══ Data to examine ══
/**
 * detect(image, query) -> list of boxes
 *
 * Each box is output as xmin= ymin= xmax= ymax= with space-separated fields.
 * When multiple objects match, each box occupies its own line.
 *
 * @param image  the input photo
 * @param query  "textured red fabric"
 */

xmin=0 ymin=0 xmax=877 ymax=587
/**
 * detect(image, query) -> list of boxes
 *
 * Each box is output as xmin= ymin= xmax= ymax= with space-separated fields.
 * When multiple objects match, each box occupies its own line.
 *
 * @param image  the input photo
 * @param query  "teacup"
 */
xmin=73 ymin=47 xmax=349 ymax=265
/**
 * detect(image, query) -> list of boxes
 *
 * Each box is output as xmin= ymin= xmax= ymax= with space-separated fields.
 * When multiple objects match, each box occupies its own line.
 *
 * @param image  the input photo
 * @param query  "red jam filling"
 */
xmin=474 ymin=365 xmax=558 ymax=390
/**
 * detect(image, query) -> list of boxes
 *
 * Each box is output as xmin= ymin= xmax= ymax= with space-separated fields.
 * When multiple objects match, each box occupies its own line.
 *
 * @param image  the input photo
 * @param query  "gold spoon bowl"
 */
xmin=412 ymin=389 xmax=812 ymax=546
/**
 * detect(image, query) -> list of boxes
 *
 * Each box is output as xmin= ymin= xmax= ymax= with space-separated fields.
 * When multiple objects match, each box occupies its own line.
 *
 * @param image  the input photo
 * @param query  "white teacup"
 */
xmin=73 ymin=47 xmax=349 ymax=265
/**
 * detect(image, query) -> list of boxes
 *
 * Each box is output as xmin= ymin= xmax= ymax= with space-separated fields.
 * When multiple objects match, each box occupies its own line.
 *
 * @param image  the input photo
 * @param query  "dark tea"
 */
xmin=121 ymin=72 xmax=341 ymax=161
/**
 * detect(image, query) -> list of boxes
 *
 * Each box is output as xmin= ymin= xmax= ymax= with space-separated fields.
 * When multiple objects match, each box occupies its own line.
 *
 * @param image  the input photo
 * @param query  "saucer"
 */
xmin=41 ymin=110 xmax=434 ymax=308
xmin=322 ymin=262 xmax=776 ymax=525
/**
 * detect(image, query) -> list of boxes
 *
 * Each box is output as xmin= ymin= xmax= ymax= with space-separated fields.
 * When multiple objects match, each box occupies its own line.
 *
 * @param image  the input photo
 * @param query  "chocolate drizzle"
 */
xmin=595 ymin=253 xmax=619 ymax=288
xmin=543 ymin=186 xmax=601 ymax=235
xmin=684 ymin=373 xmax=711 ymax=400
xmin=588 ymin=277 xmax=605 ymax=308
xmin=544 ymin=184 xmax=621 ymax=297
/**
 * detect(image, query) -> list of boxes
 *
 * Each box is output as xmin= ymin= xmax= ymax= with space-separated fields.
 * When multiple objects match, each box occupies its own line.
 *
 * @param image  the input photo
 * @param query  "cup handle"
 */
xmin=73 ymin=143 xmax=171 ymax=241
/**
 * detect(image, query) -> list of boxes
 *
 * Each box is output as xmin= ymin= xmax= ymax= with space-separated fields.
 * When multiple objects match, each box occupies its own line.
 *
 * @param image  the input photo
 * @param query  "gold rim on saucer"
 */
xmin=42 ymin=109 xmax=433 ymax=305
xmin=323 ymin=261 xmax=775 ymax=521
═══
Isolate the lines above that contain the word "gold" and copy them.

 * @param query  "gold spoon bowl"
 * @param query  "gold rim on saucer"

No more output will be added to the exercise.